Exercise material:
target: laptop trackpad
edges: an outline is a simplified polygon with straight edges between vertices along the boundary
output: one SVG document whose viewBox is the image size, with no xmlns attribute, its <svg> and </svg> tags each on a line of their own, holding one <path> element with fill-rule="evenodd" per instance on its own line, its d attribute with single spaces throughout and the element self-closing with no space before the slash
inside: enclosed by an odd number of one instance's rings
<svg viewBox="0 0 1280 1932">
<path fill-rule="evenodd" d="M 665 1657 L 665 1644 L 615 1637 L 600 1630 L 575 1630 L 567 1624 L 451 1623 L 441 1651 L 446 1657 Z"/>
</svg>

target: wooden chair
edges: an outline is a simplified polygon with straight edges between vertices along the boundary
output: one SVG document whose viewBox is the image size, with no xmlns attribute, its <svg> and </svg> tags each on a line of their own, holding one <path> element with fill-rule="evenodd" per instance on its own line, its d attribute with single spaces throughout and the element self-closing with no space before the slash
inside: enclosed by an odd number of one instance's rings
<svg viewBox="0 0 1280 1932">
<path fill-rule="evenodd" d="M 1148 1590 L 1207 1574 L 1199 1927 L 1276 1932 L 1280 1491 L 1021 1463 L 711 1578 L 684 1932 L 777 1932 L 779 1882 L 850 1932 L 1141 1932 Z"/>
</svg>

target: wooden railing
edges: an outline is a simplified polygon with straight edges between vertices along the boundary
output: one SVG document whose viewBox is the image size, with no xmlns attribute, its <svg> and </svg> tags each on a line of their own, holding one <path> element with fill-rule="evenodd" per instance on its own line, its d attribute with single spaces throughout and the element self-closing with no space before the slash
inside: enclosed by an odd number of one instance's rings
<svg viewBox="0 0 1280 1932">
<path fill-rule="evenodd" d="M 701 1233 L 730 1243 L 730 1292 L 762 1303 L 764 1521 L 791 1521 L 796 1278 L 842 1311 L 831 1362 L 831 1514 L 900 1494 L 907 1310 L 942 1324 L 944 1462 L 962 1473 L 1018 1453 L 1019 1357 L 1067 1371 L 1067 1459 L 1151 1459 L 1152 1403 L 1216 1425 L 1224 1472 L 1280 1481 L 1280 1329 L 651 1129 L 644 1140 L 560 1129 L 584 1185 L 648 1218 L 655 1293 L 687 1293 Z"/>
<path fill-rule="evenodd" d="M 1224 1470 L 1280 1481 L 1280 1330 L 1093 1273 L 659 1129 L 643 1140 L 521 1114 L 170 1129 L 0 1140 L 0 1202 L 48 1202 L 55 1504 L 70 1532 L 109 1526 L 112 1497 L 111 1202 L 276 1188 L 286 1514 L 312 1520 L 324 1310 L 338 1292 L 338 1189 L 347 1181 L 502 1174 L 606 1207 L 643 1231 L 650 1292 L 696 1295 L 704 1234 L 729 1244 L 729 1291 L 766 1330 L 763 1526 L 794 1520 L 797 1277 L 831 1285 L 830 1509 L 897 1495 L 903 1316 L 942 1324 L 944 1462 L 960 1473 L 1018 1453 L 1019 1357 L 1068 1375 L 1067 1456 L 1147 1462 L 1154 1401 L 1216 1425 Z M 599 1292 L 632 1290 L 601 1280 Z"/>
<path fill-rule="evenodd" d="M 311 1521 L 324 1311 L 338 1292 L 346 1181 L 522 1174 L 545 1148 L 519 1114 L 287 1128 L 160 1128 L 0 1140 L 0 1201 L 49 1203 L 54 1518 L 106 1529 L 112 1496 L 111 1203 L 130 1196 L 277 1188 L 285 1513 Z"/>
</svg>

Activity: Go through the entries above and write each one out exactly.

Response for this exercise:
target: laptop trackpad
edges: an outline is a simplified polygon with straight edges between vertices along the boundary
output: one SVG document whose viewBox is the image size, with no xmlns attribute, its <svg> and </svg> tags each on a line of their own, holding one <path> element with fill-rule="evenodd" per instance on its own line, its d attribute with single spaces throughout and the element self-closing with no space before the slash
inside: enclosed by an odd number of one instance's rings
<svg viewBox="0 0 1280 1932">
<path fill-rule="evenodd" d="M 665 1657 L 665 1644 L 615 1637 L 600 1630 L 575 1630 L 567 1624 L 451 1623 L 441 1651 L 446 1657 Z"/>
</svg>

target: wooden chair
edges: an outline is a simplified polygon with straight edges between vertices along the boundary
output: one SVG document whose viewBox is the image size, with no xmlns attribute, its <svg> and </svg> tags each on a line of their own, holding one <path> element with fill-rule="evenodd" per instance on its own line, its d attribute with single spaces throughout and the element self-closing with no space before the slash
inside: enclosed by an odd number of one instance's rings
<svg viewBox="0 0 1280 1932">
<path fill-rule="evenodd" d="M 1148 1590 L 1207 1574 L 1199 1927 L 1276 1932 L 1280 1491 L 1021 1463 L 711 1578 L 684 1932 L 777 1932 L 779 1882 L 850 1932 L 1141 1932 Z"/>
</svg>

target: wooden railing
edges: an outline is a simplified polygon with straight edges between vertices along the boundary
output: one SVG document whose viewBox is the image size, with no xmlns attribute, its <svg> and </svg> tags each on a line of their own, holding one <path> element with fill-rule="evenodd" per instance on its own line, its d attribute with single spaces throughout and the element self-closing with no space before the slash
inside: enclosed by an odd number of one instance's rings
<svg viewBox="0 0 1280 1932">
<path fill-rule="evenodd" d="M 701 1233 L 730 1243 L 730 1292 L 762 1303 L 764 1521 L 791 1521 L 796 1278 L 842 1311 L 831 1362 L 831 1514 L 900 1494 L 907 1310 L 942 1324 L 944 1462 L 962 1473 L 1018 1453 L 1019 1357 L 1067 1371 L 1067 1459 L 1151 1459 L 1152 1403 L 1216 1425 L 1224 1472 L 1280 1481 L 1280 1329 L 651 1129 L 644 1140 L 560 1129 L 584 1185 L 648 1218 L 655 1293 L 687 1293 Z"/>
<path fill-rule="evenodd" d="M 1224 1470 L 1280 1481 L 1280 1330 L 1093 1273 L 659 1129 L 643 1140 L 521 1114 L 170 1129 L 0 1140 L 0 1202 L 48 1202 L 55 1504 L 70 1532 L 109 1526 L 112 1497 L 111 1202 L 276 1188 L 286 1514 L 312 1520 L 324 1310 L 338 1292 L 338 1189 L 347 1181 L 502 1174 L 606 1207 L 643 1231 L 650 1292 L 696 1295 L 704 1234 L 729 1244 L 729 1291 L 766 1330 L 763 1526 L 794 1520 L 797 1277 L 831 1285 L 830 1509 L 897 1495 L 903 1316 L 942 1324 L 944 1462 L 960 1473 L 1018 1453 L 1019 1357 L 1068 1375 L 1067 1456 L 1147 1462 L 1154 1401 L 1216 1425 Z M 599 1292 L 632 1290 L 601 1280 Z"/>
<path fill-rule="evenodd" d="M 311 1521 L 324 1311 L 338 1292 L 346 1181 L 522 1174 L 545 1148 L 519 1114 L 287 1128 L 160 1128 L 0 1140 L 0 1201 L 49 1203 L 54 1518 L 106 1529 L 112 1496 L 111 1203 L 130 1196 L 277 1188 L 285 1513 Z"/>
</svg>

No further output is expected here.